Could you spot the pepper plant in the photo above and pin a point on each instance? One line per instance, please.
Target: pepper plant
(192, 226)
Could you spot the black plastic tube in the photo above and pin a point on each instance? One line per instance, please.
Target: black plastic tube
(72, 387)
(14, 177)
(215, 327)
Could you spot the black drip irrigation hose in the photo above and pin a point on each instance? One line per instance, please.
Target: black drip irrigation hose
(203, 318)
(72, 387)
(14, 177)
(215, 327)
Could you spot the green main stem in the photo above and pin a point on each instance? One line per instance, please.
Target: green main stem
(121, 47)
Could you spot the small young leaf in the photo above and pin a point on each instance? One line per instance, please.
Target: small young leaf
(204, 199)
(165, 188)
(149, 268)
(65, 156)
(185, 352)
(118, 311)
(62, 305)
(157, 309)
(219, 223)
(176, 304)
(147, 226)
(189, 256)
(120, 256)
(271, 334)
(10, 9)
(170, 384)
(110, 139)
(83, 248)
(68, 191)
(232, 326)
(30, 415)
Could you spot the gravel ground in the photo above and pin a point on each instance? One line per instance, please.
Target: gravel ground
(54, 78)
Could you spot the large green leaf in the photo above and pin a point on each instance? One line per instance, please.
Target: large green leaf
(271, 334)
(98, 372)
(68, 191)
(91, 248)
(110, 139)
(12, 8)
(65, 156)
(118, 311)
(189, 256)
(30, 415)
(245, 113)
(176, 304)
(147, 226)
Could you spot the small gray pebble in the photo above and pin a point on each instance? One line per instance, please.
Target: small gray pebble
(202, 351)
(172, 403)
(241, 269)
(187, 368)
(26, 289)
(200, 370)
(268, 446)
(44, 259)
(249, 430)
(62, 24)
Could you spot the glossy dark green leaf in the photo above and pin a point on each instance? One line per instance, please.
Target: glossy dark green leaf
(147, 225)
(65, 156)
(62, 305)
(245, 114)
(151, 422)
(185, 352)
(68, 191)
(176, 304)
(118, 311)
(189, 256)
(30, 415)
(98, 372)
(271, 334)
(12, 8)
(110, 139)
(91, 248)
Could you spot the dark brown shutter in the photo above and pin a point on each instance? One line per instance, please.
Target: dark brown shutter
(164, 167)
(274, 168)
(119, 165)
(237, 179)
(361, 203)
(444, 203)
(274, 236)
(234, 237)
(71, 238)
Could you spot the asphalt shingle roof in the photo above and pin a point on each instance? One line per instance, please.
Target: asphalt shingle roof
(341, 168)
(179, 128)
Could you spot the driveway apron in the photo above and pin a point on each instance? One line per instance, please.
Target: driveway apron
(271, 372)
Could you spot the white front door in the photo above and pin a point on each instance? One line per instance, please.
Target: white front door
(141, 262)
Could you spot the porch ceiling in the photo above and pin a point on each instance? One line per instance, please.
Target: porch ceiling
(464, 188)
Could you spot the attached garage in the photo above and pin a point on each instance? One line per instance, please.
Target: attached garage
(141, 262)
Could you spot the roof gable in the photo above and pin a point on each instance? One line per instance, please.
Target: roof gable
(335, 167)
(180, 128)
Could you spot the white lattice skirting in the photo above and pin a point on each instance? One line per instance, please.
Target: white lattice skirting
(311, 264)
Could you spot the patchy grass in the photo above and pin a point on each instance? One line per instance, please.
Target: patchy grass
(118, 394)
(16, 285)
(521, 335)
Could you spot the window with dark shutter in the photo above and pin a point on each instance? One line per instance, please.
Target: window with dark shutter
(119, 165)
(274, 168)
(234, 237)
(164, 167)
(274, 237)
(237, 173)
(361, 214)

== == ==

** EXERCISE PROMPT **
Please write out the material word for word from its first line through the line holding "Could you spot the glossy", including both, and no line past it.

** SOLVED EXERCISE **
Could you spot the pepper plant in the photo above and pin a point on each instance? One line per instance, please.
Target: pepper plant
(192, 226)
Could you spot the black plastic tube in the photo above and pin a point on each instance? One line per instance, please.
Target: black plastic tube
(72, 387)
(14, 177)
(215, 327)
Could you spot the black drip irrigation hose in the photo above and pin a point on each instance? One line per instance, please.
Target: black drip irrigation hose
(203, 318)
(72, 387)
(14, 177)
(215, 327)
Could you spot the green main stem in the photo above and pin a point on each instance? One line per instance, please.
Target: green main stem
(121, 47)
Could you spot the small young leaf in the photo above and pin a point on each instance? One line per instance, please.
Target: small young leaf
(204, 199)
(165, 188)
(149, 268)
(65, 156)
(185, 352)
(118, 311)
(62, 305)
(157, 309)
(219, 223)
(176, 304)
(147, 226)
(189, 256)
(120, 256)
(271, 334)
(10, 9)
(170, 384)
(110, 139)
(83, 248)
(68, 191)
(232, 326)
(30, 415)
Could you spot the gravel ground in the photo above and pin a point on each instance? One line per instance, please.
Target: gravel ground
(54, 78)
Could you spot the large green leaf in the photo above and pin a point on each instance? One line per instance, please.
Target: large green leaf
(271, 334)
(98, 372)
(68, 191)
(91, 248)
(110, 139)
(12, 8)
(65, 156)
(118, 311)
(189, 256)
(30, 415)
(245, 113)
(176, 304)
(147, 226)
Could you spot the small gray pebble in the photo above and pin a point on each instance? One line per instance, please.
Target: small gray pebble
(202, 351)
(172, 403)
(241, 269)
(187, 368)
(26, 289)
(200, 370)
(268, 446)
(44, 259)
(249, 430)
(62, 24)
Could you spot the glossy dark green leaf in the photo above and pin a point on each instance? One line per instance, please.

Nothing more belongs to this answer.